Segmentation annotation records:
----------------------------------------

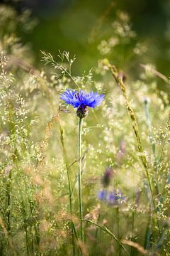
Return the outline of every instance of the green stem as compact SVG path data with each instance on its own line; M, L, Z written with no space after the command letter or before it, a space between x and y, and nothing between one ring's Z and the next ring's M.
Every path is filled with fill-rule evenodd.
M79 159L79 218L80 218L80 234L82 242L84 241L83 228L83 207L81 193L81 134L83 119L79 118L79 136L78 136L78 159Z
M63 155L64 155L64 162L65 162L65 166L66 166L67 175L67 179L68 179L68 184L69 184L69 211L70 211L70 215L71 215L71 218L72 218L71 228L72 228L72 249L73 249L73 255L75 255L75 244L74 244L74 234L75 233L76 229L74 227L74 222L72 220L72 192L71 178L70 178L69 171L69 164L68 164L68 160L67 160L67 157L64 142L63 129L62 129L61 125L60 125L60 139L61 139L61 143L62 145Z
M134 132L135 134L135 137L136 137L136 140L137 140L137 143L138 151L140 153L140 159L142 161L142 163L143 164L144 169L146 172L146 176L147 178L148 183L149 183L149 190L150 190L150 193L151 193L151 196L152 196L152 203L153 203L153 206L154 206L154 212L155 212L155 215L156 215L156 219L157 219L159 233L159 235L161 235L161 230L160 230L159 223L159 220L158 220L158 218L157 218L157 211L154 198L154 194L153 194L153 191L152 191L152 188L149 174L148 171L147 161L146 156L144 154L142 142L141 142L140 137L139 134L139 129L138 129L138 124L137 122L136 116L135 116L133 109L130 106L130 101L129 101L129 99L128 99L128 97L127 95L127 92L126 92L125 85L124 85L123 80L120 78L117 69L115 68L115 67L114 65L110 65L110 63L107 60L106 60L104 61L104 64L110 70L112 75L113 75L116 83L118 84L118 85L120 86L120 87L122 90L122 92L123 92L123 95L125 100L126 107L128 108L130 117L132 120L132 128L133 128L133 130L134 130Z
M108 228L106 228L104 225L101 225L99 224L97 224L96 223L94 223L92 220L82 220L83 221L87 222L89 223L91 223L92 225L95 225L96 227L98 227L100 229L101 229L103 231L107 233L108 234L109 234L110 235L111 235L113 239L119 244L119 245L125 250L125 252L126 252L127 255L130 256L130 253L128 251L128 250L125 247L125 246L121 243L121 242L119 241L119 240L116 238L116 236L110 231L108 229Z

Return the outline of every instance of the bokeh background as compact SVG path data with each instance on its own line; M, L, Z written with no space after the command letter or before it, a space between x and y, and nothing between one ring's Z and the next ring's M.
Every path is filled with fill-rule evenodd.
M128 48L136 41L147 47L141 63L153 63L159 71L169 75L170 2L168 0L23 0L1 1L17 12L30 9L36 26L29 33L18 28L21 41L31 46L35 64L40 58L40 49L57 55L58 50L76 54L76 72L89 70L101 58L98 45L114 33L113 23L120 10L128 13L136 37L124 47L124 59L118 61L120 68L137 75L135 60L128 56ZM123 55L116 49L116 55ZM103 56L102 56L103 58ZM115 62L114 54L111 59ZM117 58L117 56L116 56ZM116 60L117 61L117 60ZM134 72L135 71L135 72Z

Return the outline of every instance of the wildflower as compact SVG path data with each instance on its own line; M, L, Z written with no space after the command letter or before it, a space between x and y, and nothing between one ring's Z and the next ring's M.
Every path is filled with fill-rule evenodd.
M106 199L106 191L102 190L102 191L100 191L98 193L98 198L100 201L103 201Z
M84 118L87 115L87 107L94 108L99 106L104 97L104 95L98 95L97 92L86 93L82 90L77 92L70 89L67 89L60 95L60 99L67 104L77 107L76 115L79 118Z
M105 188L110 184L112 176L113 169L110 167L107 167L101 179L101 183Z
M122 194L120 191L116 192L113 190L108 193L106 201L110 205L119 205L125 202L125 196Z

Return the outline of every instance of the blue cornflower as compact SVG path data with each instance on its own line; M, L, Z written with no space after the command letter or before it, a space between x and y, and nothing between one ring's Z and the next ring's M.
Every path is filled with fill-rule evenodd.
M100 201L103 201L106 199L106 197L107 196L107 192L102 190L102 191L98 191L98 198Z
M77 107L76 114L79 118L87 115L87 107L94 108L99 106L103 100L104 95L98 95L98 92L84 92L81 90L79 92L67 89L60 95L60 99L67 104Z

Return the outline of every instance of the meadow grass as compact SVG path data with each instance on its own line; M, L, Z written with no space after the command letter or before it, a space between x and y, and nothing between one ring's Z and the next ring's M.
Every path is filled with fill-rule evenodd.
M119 18L122 46L135 33ZM13 36L13 47L4 38L0 46L0 255L169 255L170 107L161 73L144 68L133 80L105 58L75 75L67 51L56 60L41 51L38 70ZM109 53L113 40L99 50ZM78 118L60 99L67 88L104 101Z

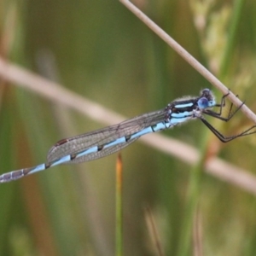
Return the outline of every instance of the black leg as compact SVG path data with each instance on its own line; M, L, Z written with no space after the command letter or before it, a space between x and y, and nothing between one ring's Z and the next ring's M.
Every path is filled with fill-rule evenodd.
M240 107L241 108L241 107ZM232 114L233 116L234 114ZM231 117L232 117L231 116ZM203 117L200 117L200 119L206 125L208 129L223 143L228 143L230 142L237 137L243 137L243 136L247 136L250 134L256 133L256 131L250 131L251 130L256 128L256 125L253 125L249 129L242 131L240 134L230 136L230 137L225 137L222 133L220 133L216 128L214 128L210 123L208 123Z

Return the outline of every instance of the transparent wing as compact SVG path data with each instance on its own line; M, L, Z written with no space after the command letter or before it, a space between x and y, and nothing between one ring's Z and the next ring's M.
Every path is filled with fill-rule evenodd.
M48 162L54 161L68 154L82 152L94 146L102 146L122 137L129 137L146 127L163 122L166 115L166 111L162 109L135 117L118 125L61 140L49 149L47 156ZM133 138L126 143L89 154L70 162L79 163L103 157L128 146L136 139L137 138Z

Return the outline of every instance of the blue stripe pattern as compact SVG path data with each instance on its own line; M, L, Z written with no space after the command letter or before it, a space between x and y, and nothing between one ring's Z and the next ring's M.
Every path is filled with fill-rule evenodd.
M212 92L209 89L204 89L199 96L177 99L164 109L144 113L96 131L62 139L49 149L46 163L4 173L0 176L0 183L14 181L61 164L81 163L107 156L128 146L141 136L172 128L191 119L200 119L224 143L254 133L255 131L249 132L255 128L253 126L239 135L225 137L205 119L203 114L224 121L231 119L242 104L233 113L231 105L228 118L221 117L222 108L225 105L228 95L229 93L224 95L221 103L217 104ZM212 107L219 108L219 112L211 110Z

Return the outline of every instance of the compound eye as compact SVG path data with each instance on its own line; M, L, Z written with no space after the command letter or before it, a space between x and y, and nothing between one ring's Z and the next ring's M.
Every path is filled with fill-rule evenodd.
M209 108L209 101L206 97L200 98L198 100L197 105L199 108L204 109Z
M210 89L204 89L202 91L201 91L201 94L202 95L209 95L210 94Z

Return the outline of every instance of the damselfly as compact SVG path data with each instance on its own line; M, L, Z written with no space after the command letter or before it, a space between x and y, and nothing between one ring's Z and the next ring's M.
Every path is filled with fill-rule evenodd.
M255 133L256 131L251 131L256 127L253 125L240 134L224 137L207 121L204 114L229 121L241 108L243 103L232 112L231 104L228 116L222 117L222 110L228 95L229 93L223 96L221 102L217 103L212 92L209 89L204 89L198 97L177 99L164 109L144 113L115 125L62 139L49 149L46 163L4 173L0 176L0 183L16 180L61 164L81 163L104 157L128 146L144 134L172 128L192 119L201 119L223 143ZM212 110L213 107L219 108L218 111Z

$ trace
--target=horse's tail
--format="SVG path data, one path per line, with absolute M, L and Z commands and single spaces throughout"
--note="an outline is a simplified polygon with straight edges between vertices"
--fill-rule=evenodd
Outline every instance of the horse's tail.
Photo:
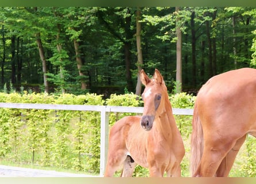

----------------------------------------

- _TASK DETAILS_:
Write out only the lines from the one containing "Return the outline of every instance of the transparent" through the one containing "M48 162L54 161L68", substituting "translucent" for "transparent" and leaving everything else the same.

- _EXERCISE OUTPUT_:
Return the outline of every instance of the translucent wing as compact SVG path data with each instance on its own line; M, L, Z written with no space after the command letter or before it, a space between x and y, and nothing between one ring's Z and the next ring's M.
Every path is filled with fill-rule evenodd.
M48 162L54 161L68 154L82 152L94 146L102 146L122 137L129 137L146 127L163 122L166 115L166 111L162 109L135 117L118 125L61 140L49 149L47 156ZM133 138L126 143L89 154L70 162L79 163L103 157L128 146L136 139L137 138Z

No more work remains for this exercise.